### Exercise
From the first line to the last, restate the material word for word; pictures stay out.

### Data under study

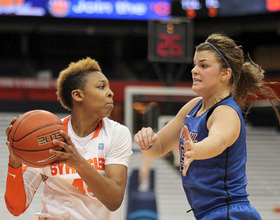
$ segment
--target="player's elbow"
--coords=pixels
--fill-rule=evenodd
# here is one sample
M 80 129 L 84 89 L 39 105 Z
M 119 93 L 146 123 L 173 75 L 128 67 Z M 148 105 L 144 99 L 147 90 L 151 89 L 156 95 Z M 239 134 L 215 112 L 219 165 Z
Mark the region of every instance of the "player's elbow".
M 9 212 L 13 215 L 13 216 L 20 216 L 22 213 L 24 213 L 27 209 L 27 207 L 25 206 L 25 203 L 22 201 L 13 201 L 10 202 L 5 194 L 5 203 L 6 203 L 6 207 L 9 210 Z
M 111 199 L 111 200 L 107 203 L 106 207 L 107 207 L 107 209 L 109 209 L 111 212 L 114 212 L 114 211 L 116 211 L 118 208 L 121 207 L 122 201 L 123 201 L 122 198 L 120 198 L 120 199 Z
M 111 212 L 114 212 L 114 211 L 116 211 L 118 208 L 120 208 L 120 206 L 121 206 L 121 203 L 116 203 L 116 204 L 107 205 L 107 208 L 108 208 Z
M 20 216 L 21 214 L 23 214 L 26 210 L 26 208 L 22 208 L 22 207 L 11 207 L 9 205 L 7 205 L 7 209 L 9 210 L 9 212 L 15 216 L 15 217 L 18 217 Z
M 111 212 L 114 212 L 114 211 L 116 211 L 118 208 L 119 208 L 120 206 L 116 206 L 116 207 L 110 207 L 109 208 L 109 210 L 111 211 Z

### Expected answer
$ segment
--target="player's elbow"
--coords=pixels
--fill-rule=evenodd
# here is one sample
M 80 129 L 84 89 L 39 105 Z
M 119 93 L 146 123 L 173 75 L 128 67 Z M 148 105 L 144 99 L 147 90 L 151 89 L 156 95 Z M 239 134 L 215 112 L 219 165 Z
Mark the region of every instance of the "player's elbow".
M 9 212 L 13 215 L 13 216 L 20 216 L 22 213 L 24 213 L 27 209 L 27 207 L 25 206 L 25 203 L 22 201 L 13 201 L 10 202 L 5 194 L 5 203 L 6 203 L 6 207 L 9 210 Z
M 111 199 L 111 200 L 107 203 L 106 207 L 107 207 L 107 209 L 109 209 L 111 212 L 114 212 L 114 211 L 116 211 L 118 208 L 121 207 L 122 201 L 123 201 L 122 198 L 120 198 L 120 199 Z
M 111 212 L 114 212 L 114 211 L 116 211 L 118 208 L 120 208 L 120 206 L 121 206 L 121 203 L 116 203 L 116 204 L 107 205 L 107 208 L 108 208 Z
M 20 216 L 21 214 L 23 214 L 26 210 L 26 208 L 22 208 L 22 207 L 11 207 L 9 205 L 7 205 L 7 209 L 9 210 L 9 212 L 15 216 L 15 217 L 18 217 Z
M 111 212 L 114 212 L 114 211 L 116 211 L 118 208 L 119 208 L 120 206 L 116 206 L 116 207 L 110 207 L 109 208 L 109 210 L 111 211 Z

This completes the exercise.